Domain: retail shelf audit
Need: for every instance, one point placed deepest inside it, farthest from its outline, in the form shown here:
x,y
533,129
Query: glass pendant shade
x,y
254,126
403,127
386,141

Objective: Retype all of the rows above, line for line, with no changes.

Finished answer:
Domain: retail shelf audit
Need: for every instance, one point placed deepest inside it, farthest from its outline, in the form shown here:
x,y
533,129
Query: glass pendant shade
x,y
254,126
403,127
386,141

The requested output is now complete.